Sample introductions for participants
This exercise combines two approaches. One is plotting. Often when people are asked to come up with a story or narrative, they make the mistake of simply listing events. What storytellers know is that plots exist in chains of cause and effect. That means that writers are always thinking about how one thing may lead to another, how this node here may branch out into many other nodes, how to sort through those and come up with the right balance of interesting and plausible possibilities. The second approach is called a pre-mortem, and this is based on your chosen worst case scenario. Research shows “prospective hindsight—imagining that an event has already occurred—increases the ability to correctly identify reasons for future outcomes by 30%.”(Klein, 2007). So rather than what we might usually do, which is imagine a story forwards in time to make it go right; we start by imagining it already did go wrong. This way, when we reflect later, we can think about what kind of resources, mitigation, and resilience we can build into a system in advance. But don’t do the reflection yet. For now, we are going to have fun by coming up with a story.

## Lines of data
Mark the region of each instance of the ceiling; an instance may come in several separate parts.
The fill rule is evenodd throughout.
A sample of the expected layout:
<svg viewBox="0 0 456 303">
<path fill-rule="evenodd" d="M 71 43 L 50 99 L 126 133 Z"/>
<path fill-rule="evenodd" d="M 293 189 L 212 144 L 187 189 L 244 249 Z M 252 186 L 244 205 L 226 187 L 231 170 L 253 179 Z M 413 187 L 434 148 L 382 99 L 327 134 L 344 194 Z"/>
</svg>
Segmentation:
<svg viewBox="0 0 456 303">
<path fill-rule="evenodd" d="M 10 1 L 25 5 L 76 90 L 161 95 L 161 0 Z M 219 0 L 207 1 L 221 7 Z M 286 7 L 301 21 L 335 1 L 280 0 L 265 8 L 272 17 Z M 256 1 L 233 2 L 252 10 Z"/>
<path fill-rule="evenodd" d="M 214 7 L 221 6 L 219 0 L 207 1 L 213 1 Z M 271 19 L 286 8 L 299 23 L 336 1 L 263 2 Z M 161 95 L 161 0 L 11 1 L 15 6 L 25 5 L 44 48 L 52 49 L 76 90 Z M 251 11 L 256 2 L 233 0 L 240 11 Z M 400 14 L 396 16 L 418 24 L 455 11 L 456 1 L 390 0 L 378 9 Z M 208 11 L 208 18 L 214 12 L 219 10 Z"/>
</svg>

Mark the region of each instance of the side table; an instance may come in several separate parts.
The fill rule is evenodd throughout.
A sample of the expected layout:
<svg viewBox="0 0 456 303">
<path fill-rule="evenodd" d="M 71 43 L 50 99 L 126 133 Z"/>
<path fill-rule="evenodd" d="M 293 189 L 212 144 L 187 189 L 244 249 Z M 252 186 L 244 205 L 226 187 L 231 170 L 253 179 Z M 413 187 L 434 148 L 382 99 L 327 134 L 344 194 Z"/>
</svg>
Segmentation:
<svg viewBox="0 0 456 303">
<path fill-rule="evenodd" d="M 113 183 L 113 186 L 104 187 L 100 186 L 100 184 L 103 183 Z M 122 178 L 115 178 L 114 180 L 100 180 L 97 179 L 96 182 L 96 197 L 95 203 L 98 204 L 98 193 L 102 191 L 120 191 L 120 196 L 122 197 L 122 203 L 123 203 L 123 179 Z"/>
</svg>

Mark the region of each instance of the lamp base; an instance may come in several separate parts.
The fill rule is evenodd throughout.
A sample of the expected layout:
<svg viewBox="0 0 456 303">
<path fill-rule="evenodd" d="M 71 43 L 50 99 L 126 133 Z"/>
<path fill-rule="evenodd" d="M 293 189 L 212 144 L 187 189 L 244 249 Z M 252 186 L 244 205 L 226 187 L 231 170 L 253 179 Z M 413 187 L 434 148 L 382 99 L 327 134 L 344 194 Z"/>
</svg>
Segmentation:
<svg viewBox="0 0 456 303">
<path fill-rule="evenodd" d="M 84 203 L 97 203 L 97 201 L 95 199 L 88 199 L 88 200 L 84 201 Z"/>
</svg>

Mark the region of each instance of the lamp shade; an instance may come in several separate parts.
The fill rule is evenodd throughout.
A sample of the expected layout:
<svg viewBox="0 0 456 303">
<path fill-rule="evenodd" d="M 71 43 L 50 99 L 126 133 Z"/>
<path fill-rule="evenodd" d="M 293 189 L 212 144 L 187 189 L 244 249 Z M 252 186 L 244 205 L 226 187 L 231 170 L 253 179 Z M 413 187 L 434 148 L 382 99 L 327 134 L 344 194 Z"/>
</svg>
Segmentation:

## Brief
Decide whether each statement agrees with the exercise description, answering yes or no and quoting the deciding words from it. 1. The exercise combines three approaches. 2. Storytellers know that plots exist in chains of cause and effect. 3. Prospective hindsight increases the ability to correctly identify reasons for future outcomes by 30%. The data has no connection to the exercise description.

## Result of the exercise
1. No: "This exercise combines two approaches."
2. Yes: "What storytellers know is that plots exist in chains of cause and effect."
3. Yes: "increases the ability to correctly identify reasons for future outcomes by 30%."